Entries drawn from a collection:

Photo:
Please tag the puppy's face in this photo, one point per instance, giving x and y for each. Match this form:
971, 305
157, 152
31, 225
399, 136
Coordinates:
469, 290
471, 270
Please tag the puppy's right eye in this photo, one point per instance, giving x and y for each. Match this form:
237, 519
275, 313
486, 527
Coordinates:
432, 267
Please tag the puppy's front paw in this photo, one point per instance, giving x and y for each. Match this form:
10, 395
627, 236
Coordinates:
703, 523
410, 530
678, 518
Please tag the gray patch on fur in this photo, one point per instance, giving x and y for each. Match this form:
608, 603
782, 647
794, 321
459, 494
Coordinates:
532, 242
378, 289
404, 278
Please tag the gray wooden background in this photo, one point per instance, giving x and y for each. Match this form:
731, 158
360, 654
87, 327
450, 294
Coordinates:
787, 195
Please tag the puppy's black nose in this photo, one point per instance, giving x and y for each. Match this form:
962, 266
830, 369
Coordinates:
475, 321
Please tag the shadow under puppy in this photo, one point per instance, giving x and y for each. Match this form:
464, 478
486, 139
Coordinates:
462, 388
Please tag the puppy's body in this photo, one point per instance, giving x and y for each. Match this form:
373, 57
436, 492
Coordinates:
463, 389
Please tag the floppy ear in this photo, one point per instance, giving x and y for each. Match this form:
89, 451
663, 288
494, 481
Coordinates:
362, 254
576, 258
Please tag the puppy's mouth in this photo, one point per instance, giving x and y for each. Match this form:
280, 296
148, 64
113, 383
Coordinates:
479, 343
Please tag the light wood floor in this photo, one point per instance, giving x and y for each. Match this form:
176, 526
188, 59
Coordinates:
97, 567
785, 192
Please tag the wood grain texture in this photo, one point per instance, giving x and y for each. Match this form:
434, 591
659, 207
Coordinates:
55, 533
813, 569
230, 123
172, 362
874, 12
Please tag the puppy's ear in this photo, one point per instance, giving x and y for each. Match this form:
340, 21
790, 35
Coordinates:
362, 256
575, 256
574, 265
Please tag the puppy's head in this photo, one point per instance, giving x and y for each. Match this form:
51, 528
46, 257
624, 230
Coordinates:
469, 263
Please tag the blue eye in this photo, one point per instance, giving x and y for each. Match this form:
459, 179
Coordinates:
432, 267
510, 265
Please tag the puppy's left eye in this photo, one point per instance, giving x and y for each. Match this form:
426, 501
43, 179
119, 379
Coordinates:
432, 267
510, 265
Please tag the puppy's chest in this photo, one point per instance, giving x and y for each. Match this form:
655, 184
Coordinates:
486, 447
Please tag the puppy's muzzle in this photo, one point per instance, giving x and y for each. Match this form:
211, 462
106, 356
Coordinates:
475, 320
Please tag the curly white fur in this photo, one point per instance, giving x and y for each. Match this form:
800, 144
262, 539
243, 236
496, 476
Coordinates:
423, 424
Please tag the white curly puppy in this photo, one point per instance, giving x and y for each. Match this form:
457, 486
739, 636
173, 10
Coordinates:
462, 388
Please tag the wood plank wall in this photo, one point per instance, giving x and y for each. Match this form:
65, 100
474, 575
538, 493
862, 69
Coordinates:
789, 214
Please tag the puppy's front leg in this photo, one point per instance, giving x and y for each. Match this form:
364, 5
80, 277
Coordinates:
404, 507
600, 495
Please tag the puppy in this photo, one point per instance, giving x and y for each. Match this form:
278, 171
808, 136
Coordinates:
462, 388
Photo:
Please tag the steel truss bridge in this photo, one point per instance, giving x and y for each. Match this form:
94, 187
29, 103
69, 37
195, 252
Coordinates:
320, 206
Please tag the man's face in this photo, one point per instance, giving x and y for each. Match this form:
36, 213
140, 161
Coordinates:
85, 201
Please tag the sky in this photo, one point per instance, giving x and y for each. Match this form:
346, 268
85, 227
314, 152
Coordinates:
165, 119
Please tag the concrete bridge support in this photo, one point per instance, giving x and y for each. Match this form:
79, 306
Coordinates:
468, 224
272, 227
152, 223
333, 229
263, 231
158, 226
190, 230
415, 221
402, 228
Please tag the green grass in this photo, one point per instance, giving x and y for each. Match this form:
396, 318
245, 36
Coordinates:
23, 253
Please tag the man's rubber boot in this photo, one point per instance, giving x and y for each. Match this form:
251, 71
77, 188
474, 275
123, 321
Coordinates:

What to work on:
Extract every line unchanged, from the line containing "Please tag the sky" down to the final line of the rows above.

Solution below:
Please tag the sky in this photo, one point per instance, giving x and y for each. Match this form:
346, 268
85, 227
314, 152
Coordinates:
165, 119
Please tag the concrete bridge support in this photo, one point per instance, giving x and y for each. Match this form:
79, 306
Coordinates:
468, 224
272, 227
152, 223
333, 229
263, 231
158, 226
190, 230
415, 221
402, 228
Please tag the green grass in this photo, one point per instance, giving x and y for each. Match this form:
396, 318
245, 36
Coordinates:
23, 253
Please tag the man's rubber boot in this photo, one point per instance, giving x and y for each. Match this form:
251, 71
77, 188
474, 275
123, 321
Coordinates:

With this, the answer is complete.